# Start of Extracted material

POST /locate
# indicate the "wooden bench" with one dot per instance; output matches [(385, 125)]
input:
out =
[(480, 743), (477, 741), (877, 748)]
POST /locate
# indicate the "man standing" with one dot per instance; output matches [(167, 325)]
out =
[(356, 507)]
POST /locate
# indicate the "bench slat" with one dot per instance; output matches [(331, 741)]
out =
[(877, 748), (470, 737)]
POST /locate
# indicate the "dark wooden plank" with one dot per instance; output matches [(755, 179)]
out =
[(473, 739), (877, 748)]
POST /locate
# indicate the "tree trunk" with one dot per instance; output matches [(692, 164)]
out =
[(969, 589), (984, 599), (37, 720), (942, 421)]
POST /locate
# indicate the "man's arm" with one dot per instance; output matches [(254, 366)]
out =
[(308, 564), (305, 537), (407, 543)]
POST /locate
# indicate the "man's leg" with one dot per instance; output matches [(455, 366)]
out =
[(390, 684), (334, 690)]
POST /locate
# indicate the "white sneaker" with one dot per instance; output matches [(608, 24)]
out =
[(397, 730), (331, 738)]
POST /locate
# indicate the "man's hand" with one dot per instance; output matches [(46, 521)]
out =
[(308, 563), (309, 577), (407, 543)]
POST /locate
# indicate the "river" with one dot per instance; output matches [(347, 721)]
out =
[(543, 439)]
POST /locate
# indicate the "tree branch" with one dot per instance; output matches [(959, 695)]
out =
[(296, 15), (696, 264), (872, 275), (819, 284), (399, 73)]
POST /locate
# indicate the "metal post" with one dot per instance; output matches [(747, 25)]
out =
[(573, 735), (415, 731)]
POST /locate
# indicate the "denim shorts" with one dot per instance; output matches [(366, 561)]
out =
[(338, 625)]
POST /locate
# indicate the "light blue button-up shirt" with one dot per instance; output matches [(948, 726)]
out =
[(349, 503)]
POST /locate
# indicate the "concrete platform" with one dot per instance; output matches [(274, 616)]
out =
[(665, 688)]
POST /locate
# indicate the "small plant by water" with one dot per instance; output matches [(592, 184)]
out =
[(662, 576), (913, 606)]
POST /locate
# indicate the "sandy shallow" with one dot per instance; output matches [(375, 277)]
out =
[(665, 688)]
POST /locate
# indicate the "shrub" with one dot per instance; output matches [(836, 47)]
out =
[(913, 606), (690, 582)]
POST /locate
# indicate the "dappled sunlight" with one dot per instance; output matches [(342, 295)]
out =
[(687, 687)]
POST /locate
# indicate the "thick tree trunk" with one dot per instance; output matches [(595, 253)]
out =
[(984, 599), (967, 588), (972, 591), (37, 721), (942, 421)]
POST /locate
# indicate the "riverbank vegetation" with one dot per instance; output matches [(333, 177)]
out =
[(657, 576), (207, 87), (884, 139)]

# End of Extracted material

### [Stated goal]
Emit the full listing verbatim.

### [Task solution]
POST /locate
# indicate the "wooden bench" with one dot per instance; output matches [(385, 125)]
input:
out =
[(480, 743), (477, 741), (877, 748)]
POST /locate
# indicate the "man standing" with one dot per instance; output matches [(167, 325)]
out =
[(356, 507)]
POST /locate
# indicate the "bench slat" with one dot per instance; output matches [(331, 741)]
out =
[(877, 748), (470, 737)]
POST /locate
# indicate the "dark wooden plank" with one dot per instance; output matches [(755, 179)]
out =
[(473, 739), (877, 748)]
POST /locate
# indicate the "tree trunk" with one dot per instance; output matches [(692, 164)]
out =
[(969, 589), (984, 599), (37, 720), (942, 421)]
POST /locate
# indicate the "man's arm" with one dot per instance; output matches [(254, 366)]
out =
[(308, 564), (305, 537), (407, 543)]
POST /locate
# indicate the "man's leg" with one dot per instance; output matches [(455, 366)]
out =
[(390, 684), (334, 690)]
POST /locate
# indicate the "white sneaker" with one dot per instance; output matches [(608, 24)]
out =
[(397, 730), (331, 738)]
POST /locate
# indicate the "man's hand" with one dot per instance; output matches [(46, 521)]
out =
[(308, 563), (309, 577), (407, 543)]
POST /locate
# indicate the "river" with one dot per instance; output matches [(347, 721)]
out =
[(543, 439)]
POST /locate
# indicate the "tree branch" with one dot per instance; output matches [(959, 695)]
out =
[(296, 15), (696, 264), (872, 275), (819, 284), (399, 73)]
POST /locate
# indicate the "metal post" with one dot per instance; output matches [(747, 25)]
out =
[(573, 735), (415, 731)]
POST /locate
# indicate the "denim shorts" with one dot per instance; output matches [(366, 561)]
out =
[(338, 625)]
POST /locate
# indicate the "light blue button-up shirt" with one dot per instance; output matches [(948, 726)]
out =
[(349, 503)]
POST /locate
# indicate the "concrete platform" with one dot per instance; output matches [(274, 616)]
out =
[(665, 688)]
POST /locate
# indicate the "small plant by water" with one dot per instance; output matches [(592, 184)]
out =
[(662, 576), (913, 606)]
POST /locate
# indicate the "sandy shallow" with one dot per instance; output matches [(375, 277)]
out =
[(665, 688)]
POST /locate
# indicate the "shrub" with one dot per instance; output matches [(836, 47)]
out =
[(913, 606), (690, 582)]
POST /locate
# indicate the "dappled sunlight" with one dot per instance; output matches [(342, 295)]
out =
[(687, 687)]
POST /locate
# indicate the "thick tree trunk" with one dot per instance; output matches [(595, 253)]
out =
[(984, 599), (967, 588), (972, 591), (37, 721), (942, 421)]
POST /locate
# indicate the "riverbank vegetation" with one dot per instance; output matches [(333, 177)]
out =
[(657, 576), (207, 87), (884, 139)]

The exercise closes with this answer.